WHAT NEEDS TO BE DONE
Please read the post about dementia and state what it says hospice is for.

TEXT SECTION below:

Tuesday, November 24, 2015

The reality is ...

Thoughts from November 4, 2015

... unless you have walked this journey of dementia/Alzheimer's you have no idea how ugly this disease is.

You have never seen your loved one pee and poop on themselves and not be able to clean it up.

You have never seen your loved one have absolutely no interest in life, not even a little tiny bit.

You have never seen your loved one not want to eat, beginning to lose weight.

Disappearing right in front of your eyes.

You have never seen your spouse, day in and day out, go make his mom dinner every night, while super exhausted from working all day, because she won't eat otherwise.

You have never seen your spouse be so giving of himself to ensure his mom is safe and well cared for, as best she can be.

You have never seen your spouse tossing and turning, worrying day in and day out for "that phone call" because you know it's coming. You just don't know when.

You have never seen your spouse be attentive to his mom's needs, even if it means cleaning up the crap - literally.

There are no easy answers with this disease, this mean disease. What are you to do if your loved one wants to sleep all the time? If the care people tell you that you need your mom to see the doctor to get hospice involved? No, hospice does not mean death is right around the corner, hospice is for support and palliative care. The only way, in this situation, to have hospice involved is by going through the system - that means a doctor's visit and a referral, a home visit by hospice to assess the situation.

Do you think this will be an easy conversation to have with your mom's husband, who really doesn't totally grasp the reality that is happening right in front of his eyes?

This is not an easy conversation to have on any level with anyone.

The reality is death is the end. The reality is death is the ultimate peace. The reality is dementia/Alzheimer's is a slow death and you get to watch it happen, slowly, day by day, piece by piece.

It is enough to make you want to pull your hair out.

Being the family of an Alzheimer's individual - it is very isolative. Where do all your friends go? Do they just not know what to say or what to do? When all they really have to do is say - I am here for you, lean on me if you need to.

And what about family? Those that seem to care, yet they never ask, never.

End of TEXT SECTION.
DATA EXCERPTS below:

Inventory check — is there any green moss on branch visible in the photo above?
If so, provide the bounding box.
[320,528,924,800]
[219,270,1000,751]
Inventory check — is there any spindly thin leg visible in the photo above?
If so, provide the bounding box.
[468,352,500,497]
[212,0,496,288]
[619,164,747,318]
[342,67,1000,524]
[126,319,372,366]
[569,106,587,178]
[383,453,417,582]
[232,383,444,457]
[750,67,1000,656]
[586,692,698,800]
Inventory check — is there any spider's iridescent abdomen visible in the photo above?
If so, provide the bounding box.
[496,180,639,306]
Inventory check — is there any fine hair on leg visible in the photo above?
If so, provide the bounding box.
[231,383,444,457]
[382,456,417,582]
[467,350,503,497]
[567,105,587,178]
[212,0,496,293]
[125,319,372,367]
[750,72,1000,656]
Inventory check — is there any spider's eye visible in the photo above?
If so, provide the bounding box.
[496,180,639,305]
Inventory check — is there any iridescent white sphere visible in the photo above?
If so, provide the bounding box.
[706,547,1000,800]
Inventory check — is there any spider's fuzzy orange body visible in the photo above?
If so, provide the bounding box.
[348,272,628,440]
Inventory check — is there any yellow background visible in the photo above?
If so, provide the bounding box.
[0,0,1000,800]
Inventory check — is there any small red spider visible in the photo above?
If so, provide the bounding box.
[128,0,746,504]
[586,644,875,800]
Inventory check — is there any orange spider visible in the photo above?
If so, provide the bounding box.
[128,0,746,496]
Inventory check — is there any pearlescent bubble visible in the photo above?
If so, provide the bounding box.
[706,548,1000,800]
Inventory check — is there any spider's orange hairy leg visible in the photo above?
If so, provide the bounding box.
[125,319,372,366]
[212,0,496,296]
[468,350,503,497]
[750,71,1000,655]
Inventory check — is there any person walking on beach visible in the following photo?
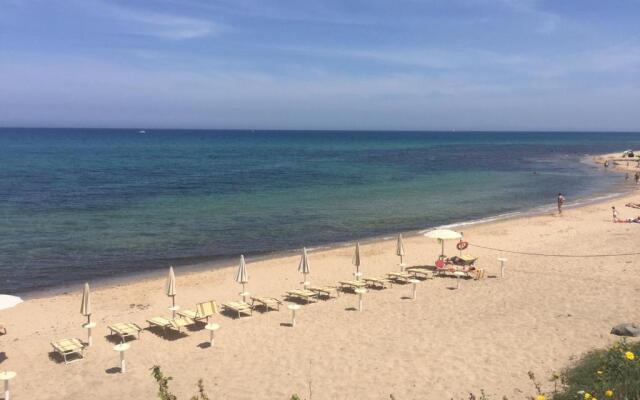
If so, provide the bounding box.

End of DATA EXCERPTS.

EXERCISE SOLUTION
Hospice is for support and palliative care.